## Task set
- A) List every SQL keyword in the "Effective Statement" section of the DB2 statement concentrator text.
- B) Resume the DB2 statement concentrator text right after its final command line.

Text passage Block Start

With the statement concentrator turned on, all statements variations are transformed into a statement with variables. In the explain output the statements that have been rewritten by an active statement concentrator can be identified because of an extra section labeled "effective statement":

Effective Statement:
-------------------
select
  id,

  s
from
  betw
where
  id between :L0 and :L1


After getting this far I wanted to apply an optimization profile to cause the specific statement to be always reoptimized. Optimization profiles provide many ways for performance tuning on a, at least sometimes, low-level basis. They are less intrusive than database hints (see Oracle-style hints in DB2 :), can be turned on and off on different levels, and provide all kinds of options. The first step to use profiles is to prepare the DB2 tools catalog for them:

db2 "call sysinstallobjects('opt_profiles', 'c', '', '')"

Text passage Block End
Records shown Block Start

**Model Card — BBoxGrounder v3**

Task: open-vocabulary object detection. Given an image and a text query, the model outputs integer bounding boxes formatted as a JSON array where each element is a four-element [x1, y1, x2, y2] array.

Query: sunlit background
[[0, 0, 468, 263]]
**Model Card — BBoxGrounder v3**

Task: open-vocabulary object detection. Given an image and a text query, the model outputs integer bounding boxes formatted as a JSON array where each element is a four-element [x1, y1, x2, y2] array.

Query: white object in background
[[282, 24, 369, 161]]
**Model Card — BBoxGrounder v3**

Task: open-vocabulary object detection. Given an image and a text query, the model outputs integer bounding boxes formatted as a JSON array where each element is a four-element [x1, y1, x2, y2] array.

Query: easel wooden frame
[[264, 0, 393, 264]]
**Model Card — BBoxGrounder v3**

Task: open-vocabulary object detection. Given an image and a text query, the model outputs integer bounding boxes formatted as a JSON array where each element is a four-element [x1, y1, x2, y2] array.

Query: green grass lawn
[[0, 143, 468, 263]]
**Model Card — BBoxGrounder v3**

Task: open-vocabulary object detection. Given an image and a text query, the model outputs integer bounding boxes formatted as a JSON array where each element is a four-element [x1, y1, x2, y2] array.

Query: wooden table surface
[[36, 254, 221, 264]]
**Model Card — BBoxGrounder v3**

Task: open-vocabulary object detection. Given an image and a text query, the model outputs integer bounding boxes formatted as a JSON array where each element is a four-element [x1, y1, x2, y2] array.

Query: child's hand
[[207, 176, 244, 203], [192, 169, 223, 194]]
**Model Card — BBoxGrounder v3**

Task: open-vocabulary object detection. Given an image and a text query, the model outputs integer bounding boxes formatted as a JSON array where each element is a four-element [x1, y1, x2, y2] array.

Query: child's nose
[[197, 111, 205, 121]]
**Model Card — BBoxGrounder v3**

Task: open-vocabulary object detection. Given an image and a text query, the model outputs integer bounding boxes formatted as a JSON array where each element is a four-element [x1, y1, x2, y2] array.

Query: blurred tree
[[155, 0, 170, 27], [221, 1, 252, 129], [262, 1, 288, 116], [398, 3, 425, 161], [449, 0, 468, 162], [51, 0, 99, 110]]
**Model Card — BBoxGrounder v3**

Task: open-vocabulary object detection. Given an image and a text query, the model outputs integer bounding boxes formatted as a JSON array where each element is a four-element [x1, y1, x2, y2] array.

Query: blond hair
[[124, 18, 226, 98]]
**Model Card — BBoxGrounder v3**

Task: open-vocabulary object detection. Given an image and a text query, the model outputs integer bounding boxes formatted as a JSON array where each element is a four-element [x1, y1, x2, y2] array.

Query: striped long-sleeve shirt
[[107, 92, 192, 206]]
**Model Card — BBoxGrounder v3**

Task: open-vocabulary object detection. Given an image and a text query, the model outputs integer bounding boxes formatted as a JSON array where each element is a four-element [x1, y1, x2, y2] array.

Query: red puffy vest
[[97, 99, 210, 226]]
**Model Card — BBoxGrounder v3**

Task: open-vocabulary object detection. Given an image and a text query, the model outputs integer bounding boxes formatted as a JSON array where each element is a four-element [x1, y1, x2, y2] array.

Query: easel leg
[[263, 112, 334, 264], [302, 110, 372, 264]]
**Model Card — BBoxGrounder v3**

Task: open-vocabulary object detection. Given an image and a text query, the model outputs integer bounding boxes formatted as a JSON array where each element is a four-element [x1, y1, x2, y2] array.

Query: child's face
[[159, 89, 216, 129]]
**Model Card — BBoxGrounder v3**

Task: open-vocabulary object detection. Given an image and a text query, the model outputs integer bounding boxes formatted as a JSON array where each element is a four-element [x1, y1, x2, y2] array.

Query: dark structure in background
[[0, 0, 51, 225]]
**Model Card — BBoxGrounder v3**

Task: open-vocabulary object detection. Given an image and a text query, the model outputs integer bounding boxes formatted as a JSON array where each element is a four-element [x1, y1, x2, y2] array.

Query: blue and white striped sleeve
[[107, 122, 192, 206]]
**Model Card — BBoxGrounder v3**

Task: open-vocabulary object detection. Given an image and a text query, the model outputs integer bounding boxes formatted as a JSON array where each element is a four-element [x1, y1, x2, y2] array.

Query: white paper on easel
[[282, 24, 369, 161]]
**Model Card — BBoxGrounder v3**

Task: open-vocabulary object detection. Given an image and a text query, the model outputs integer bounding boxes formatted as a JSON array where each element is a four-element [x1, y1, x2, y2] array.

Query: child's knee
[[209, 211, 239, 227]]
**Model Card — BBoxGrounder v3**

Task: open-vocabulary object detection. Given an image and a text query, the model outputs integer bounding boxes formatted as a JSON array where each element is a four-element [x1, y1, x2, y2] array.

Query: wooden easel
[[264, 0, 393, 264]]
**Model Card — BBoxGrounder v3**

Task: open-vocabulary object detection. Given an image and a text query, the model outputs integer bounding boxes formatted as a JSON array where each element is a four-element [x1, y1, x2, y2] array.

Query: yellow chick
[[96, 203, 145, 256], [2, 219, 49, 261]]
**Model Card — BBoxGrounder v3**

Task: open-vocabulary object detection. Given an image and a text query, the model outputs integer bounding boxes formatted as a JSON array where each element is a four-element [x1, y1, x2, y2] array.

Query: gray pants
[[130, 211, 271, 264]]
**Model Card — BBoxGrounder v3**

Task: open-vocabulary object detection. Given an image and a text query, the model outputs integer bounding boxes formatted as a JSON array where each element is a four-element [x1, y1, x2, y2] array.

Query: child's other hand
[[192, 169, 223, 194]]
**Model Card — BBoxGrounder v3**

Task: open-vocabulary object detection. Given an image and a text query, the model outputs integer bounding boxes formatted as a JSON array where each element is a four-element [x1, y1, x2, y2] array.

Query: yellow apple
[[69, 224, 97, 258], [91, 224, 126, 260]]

Records shown Block End

## Answers to the problems
- A) select, from, where, between, and

- B)
An optimization profile is created by writing an XML document according to the XML schema found here. I created the following profile:

 <?xml version="1.0" encoding="UTF-8"?>
<OPTPROFILE>
  <STMTMATCH EXACT='FALSE'/>
  <STMTPROFILE ID="REOPT betw">
     <STMTKEY>
        <![CDATA[select id,s from betw where id between :L0 and :L1 ]]>
     </STMTKEY>
     <OPTGUIDELINES>
       <REOPT VALUE="ALWAYS" />
     </OPTGUIDELINES>
  </STMTPROFILE>
</OPTPROFILE>

The optimization profile consists of a single so-called statement profile which is labeled "REOPT betw". It is for our SQL statement and I decided to use the version as seen in the effective statement. As a guideline to the optimizer the "REOPT ALWAYS" is passed. What I included in the profile is the switch to turn on inexact statement matching. It causes DB2 to consider more variations of the SQL statement for optimization by our rule. Once the optimization profile is complete, it can be inserted into the catalog table. For that I created a file "betw.csv" with a profile name and reference to the XML file:

"HLOESER","PROFILE_BETW","betw.xml"



That file is then imported into DB2:

db2 "import from betw.csv of del modified by lobsinfile insert_update into systools.opt_profile"

Whenever profiles are changed, it is a good idea to flush the cache:
db2 flush optimization profile cache

Usage of an optimization profile can be enabled in different ways, e.g., in an application by setting a registry variable like this:
set current optimization profile="HLOESER"."PROFILE_BETW"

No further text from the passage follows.